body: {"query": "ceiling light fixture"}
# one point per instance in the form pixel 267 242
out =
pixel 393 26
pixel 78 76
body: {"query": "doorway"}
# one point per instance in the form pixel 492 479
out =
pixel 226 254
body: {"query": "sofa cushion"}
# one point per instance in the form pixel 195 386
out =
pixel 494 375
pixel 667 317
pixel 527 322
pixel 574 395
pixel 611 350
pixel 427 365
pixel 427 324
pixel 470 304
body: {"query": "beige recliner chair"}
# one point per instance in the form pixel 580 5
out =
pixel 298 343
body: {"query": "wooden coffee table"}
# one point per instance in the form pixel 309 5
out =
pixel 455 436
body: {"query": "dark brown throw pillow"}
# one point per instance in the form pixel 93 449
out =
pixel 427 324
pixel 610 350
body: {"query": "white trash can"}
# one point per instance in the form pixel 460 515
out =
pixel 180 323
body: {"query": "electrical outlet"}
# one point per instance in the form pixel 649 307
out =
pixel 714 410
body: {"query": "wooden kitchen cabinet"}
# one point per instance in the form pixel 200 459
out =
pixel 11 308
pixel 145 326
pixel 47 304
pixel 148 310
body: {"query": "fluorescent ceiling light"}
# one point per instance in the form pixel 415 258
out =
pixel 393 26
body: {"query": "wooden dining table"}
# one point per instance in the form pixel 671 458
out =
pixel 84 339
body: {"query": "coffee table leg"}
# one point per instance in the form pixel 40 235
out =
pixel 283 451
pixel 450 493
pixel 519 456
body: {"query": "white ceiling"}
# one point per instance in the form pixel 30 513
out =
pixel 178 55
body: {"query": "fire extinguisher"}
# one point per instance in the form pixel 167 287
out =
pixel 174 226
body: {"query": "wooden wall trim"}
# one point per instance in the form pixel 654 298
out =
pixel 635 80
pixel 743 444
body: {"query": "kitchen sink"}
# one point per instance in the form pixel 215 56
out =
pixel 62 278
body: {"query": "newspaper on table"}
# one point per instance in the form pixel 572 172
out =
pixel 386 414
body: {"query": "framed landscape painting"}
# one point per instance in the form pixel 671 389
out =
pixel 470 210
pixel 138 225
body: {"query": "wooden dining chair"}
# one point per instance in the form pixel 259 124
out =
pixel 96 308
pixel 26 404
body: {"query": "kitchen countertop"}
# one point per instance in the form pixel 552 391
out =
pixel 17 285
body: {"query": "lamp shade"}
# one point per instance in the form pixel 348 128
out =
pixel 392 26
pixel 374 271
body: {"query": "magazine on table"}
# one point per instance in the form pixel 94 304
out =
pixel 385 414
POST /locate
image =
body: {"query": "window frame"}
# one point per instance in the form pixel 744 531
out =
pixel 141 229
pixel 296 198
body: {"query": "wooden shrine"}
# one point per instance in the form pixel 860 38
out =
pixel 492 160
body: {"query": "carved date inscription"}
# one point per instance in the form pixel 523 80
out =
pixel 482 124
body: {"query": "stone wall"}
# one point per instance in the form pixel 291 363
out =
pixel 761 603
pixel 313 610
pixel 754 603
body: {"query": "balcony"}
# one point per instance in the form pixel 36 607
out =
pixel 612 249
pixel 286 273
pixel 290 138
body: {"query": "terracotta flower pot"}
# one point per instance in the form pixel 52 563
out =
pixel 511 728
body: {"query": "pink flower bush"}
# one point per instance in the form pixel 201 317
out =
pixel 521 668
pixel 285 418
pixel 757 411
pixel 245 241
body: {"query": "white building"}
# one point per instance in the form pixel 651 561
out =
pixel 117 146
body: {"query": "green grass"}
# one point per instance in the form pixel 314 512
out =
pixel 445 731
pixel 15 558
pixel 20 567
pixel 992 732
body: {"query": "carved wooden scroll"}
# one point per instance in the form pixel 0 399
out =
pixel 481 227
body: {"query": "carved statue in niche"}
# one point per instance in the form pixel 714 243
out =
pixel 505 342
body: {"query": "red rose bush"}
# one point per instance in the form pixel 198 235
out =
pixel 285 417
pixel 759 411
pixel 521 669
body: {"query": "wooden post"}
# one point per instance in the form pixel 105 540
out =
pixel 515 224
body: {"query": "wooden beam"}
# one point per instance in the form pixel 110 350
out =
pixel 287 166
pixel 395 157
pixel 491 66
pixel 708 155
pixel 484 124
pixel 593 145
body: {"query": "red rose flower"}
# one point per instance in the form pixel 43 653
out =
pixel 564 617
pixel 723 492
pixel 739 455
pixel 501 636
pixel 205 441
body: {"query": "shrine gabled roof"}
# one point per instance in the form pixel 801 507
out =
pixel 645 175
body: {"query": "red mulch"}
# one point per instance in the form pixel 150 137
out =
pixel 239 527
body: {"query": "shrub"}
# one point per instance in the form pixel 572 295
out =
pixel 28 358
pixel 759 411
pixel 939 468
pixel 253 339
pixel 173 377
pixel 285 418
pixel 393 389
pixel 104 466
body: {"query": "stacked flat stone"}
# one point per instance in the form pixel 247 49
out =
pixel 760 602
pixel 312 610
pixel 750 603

WORK INSTRUCTIONS :: Quote the listing in full, please, keeping every line exact.

THE RESPONSE ::
body: {"query": "ceiling light fixture"}
# one point per instance in the form pixel 267 242
out =
pixel 393 26
pixel 78 76
body: {"query": "doorway"}
# one point per instance in the form pixel 492 479
out =
pixel 226 254
body: {"query": "sofa cushion"}
# one point per instance in the form pixel 195 386
out =
pixel 494 375
pixel 667 317
pixel 527 322
pixel 574 395
pixel 611 350
pixel 427 365
pixel 427 324
pixel 470 304
body: {"query": "beige recliner chair"}
# one point per instance in the form pixel 580 5
out =
pixel 298 343
body: {"query": "wooden coffee table"}
# one point per instance in the form pixel 309 5
out =
pixel 455 436
body: {"query": "dark brown throw pillow"}
# one point per instance in the form pixel 93 449
out =
pixel 427 324
pixel 610 350
body: {"query": "white trash can"}
# one point per instance in the form pixel 460 515
out =
pixel 180 323
body: {"query": "electrical outlet"}
# one point per instance in the form pixel 649 307
out =
pixel 714 410
body: {"query": "wooden kitchen cabinet"}
# one point per instance in the form pixel 200 459
out =
pixel 11 308
pixel 145 326
pixel 47 304
pixel 148 310
body: {"query": "fluorescent ceiling light"}
# one point per instance in the form pixel 415 258
out =
pixel 393 26
body: {"query": "wooden dining table"}
# one point per instance in the form pixel 671 458
out =
pixel 84 339
body: {"query": "coffee table leg"}
# one point per instance in the form pixel 40 235
out =
pixel 283 451
pixel 450 493
pixel 519 456
body: {"query": "white ceiling"}
# one point per instance in the form pixel 30 513
out =
pixel 178 55
body: {"query": "fire extinguisher"}
# one point per instance in the form pixel 167 287
out =
pixel 174 226
body: {"query": "wooden wall trim"}
# one point per instance in the form pixel 654 298
out =
pixel 635 80
pixel 743 444
body: {"query": "kitchen sink"}
# one point per instance in the form pixel 215 56
out =
pixel 62 278
body: {"query": "newspaper on table"}
# one point per instance in the form pixel 572 172
out =
pixel 386 414
body: {"query": "framed landscape painting"}
# one point per instance in the form pixel 671 389
out =
pixel 470 210
pixel 138 225
body: {"query": "wooden dining chair"}
# one point per instance in the form pixel 259 124
out =
pixel 96 308
pixel 26 404
body: {"query": "kitchen countertop"}
# one point per instance in the form pixel 552 391
out =
pixel 17 285
body: {"query": "lamp shade"}
# one point per instance in the form pixel 348 128
out =
pixel 392 26
pixel 374 271
body: {"query": "magazine on table"}
# one point per instance in the form pixel 94 304
out =
pixel 385 414
POST /locate
image =
body: {"query": "window frame"}
# one point per instance in the form pixel 744 531
out =
pixel 141 229
pixel 296 198
body: {"query": "wooden shrine"}
# one point per instance in the form pixel 860 38
out =
pixel 492 160
body: {"query": "carved date inscription"}
# one point per instance in the form pixel 523 80
out =
pixel 482 124
body: {"query": "stone wall"}
# one point per instance in the form pixel 291 363
out =
pixel 761 603
pixel 313 610
pixel 754 603
body: {"query": "balcony"}
# one point per instance in the form pixel 36 607
out =
pixel 612 249
pixel 286 273
pixel 290 138
body: {"query": "terracotta flower pot"}
# one point per instance in the form pixel 52 563
out =
pixel 511 728
body: {"query": "pink flower bush"}
# one point per instance in the form pixel 201 317
out =
pixel 521 668
pixel 285 418
pixel 757 411
pixel 245 241
body: {"query": "white building"}
# one point per instance in the form pixel 651 561
out =
pixel 117 146
body: {"query": "green grass"}
# one point per instance in the form pixel 314 512
out =
pixel 445 731
pixel 15 558
pixel 20 567
pixel 992 732
body: {"query": "carved wooden scroll"}
# one point per instance in the form pixel 0 399
out =
pixel 481 227
body: {"query": "carved statue in niche"}
# one point per instance in the form pixel 714 243
out =
pixel 505 342
body: {"query": "red rose bush"}
# one point per instance in the form pixel 198 235
out =
pixel 285 417
pixel 759 411
pixel 521 669
body: {"query": "wooden post"}
# one point per instance in the form pixel 105 540
out =
pixel 515 224
body: {"query": "wooden beam"}
# one point per instance in the form pixel 110 350
out =
pixel 287 166
pixel 395 157
pixel 491 66
pixel 708 155
pixel 484 124
pixel 593 145
body: {"query": "red rose flower"}
# one point per instance in the form pixel 43 653
out =
pixel 564 617
pixel 723 492
pixel 739 455
pixel 501 636
pixel 205 441
body: {"query": "shrine gabled roof"}
# one point per instance in the form pixel 801 507
out =
pixel 645 175
body: {"query": "red mulch"}
# one point per instance in the form pixel 150 137
out =
pixel 239 527
body: {"query": "shrub"}
# one point per instance in the form pixel 572 295
out =
pixel 28 358
pixel 759 411
pixel 939 468
pixel 253 339
pixel 173 377
pixel 285 418
pixel 393 389
pixel 104 466
body: {"query": "stacked flat stone"}
# one point per instance in the form pixel 247 49
out =
pixel 760 602
pixel 312 610
pixel 750 603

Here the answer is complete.